* [Entries provided]
________

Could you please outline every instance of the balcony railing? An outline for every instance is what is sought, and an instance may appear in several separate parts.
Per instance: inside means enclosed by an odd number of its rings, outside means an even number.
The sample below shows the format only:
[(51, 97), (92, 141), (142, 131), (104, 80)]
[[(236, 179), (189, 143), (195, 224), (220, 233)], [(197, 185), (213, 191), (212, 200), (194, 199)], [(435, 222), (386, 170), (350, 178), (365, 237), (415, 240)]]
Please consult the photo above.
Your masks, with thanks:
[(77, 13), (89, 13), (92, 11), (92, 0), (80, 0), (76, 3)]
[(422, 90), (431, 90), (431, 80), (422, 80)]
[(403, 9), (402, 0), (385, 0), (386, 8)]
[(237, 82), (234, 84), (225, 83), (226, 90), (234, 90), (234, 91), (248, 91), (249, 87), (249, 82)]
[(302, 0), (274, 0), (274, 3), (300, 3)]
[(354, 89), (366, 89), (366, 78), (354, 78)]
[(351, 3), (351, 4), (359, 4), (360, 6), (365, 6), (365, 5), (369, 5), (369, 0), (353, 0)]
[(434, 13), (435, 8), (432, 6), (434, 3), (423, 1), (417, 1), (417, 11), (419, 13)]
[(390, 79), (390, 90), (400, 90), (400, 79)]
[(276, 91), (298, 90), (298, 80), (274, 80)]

________

* [Goal] Can you quote the listing above back word for word?

* [Written reply]
Could you please outline every instance of the balcony railing? An outline for every instance is what is sought, and an instance may appear in several separate parts.
Per instance: inside means enclosed by an odd number of its rings, outside means an even number.
The sample below shows the format only:
[(51, 97), (92, 141), (142, 131), (104, 80)]
[[(236, 179), (189, 143), (195, 224), (220, 233)], [(197, 185), (213, 191), (212, 200), (194, 199)], [(435, 222), (386, 170), (350, 178), (365, 237), (415, 240)]]
Please consult the photo above.
Your masks, with thanks:
[(77, 13), (89, 13), (92, 11), (92, 0), (80, 0), (76, 3)]
[(422, 90), (431, 90), (431, 80), (422, 80)]
[(403, 9), (402, 0), (385, 0), (386, 8)]
[(237, 82), (234, 84), (225, 83), (226, 90), (234, 90), (234, 91), (248, 91), (249, 87), (249, 82)]
[(302, 0), (274, 0), (274, 3), (300, 3)]
[(354, 89), (366, 89), (366, 78), (354, 78)]
[(351, 3), (351, 4), (359, 4), (360, 6), (365, 6), (365, 5), (369, 5), (369, 0), (353, 0)]
[(434, 13), (435, 8), (432, 6), (434, 3), (423, 1), (417, 1), (417, 11), (419, 13)]
[(390, 79), (390, 90), (400, 90), (400, 79)]
[(276, 91), (298, 90), (298, 80), (274, 80)]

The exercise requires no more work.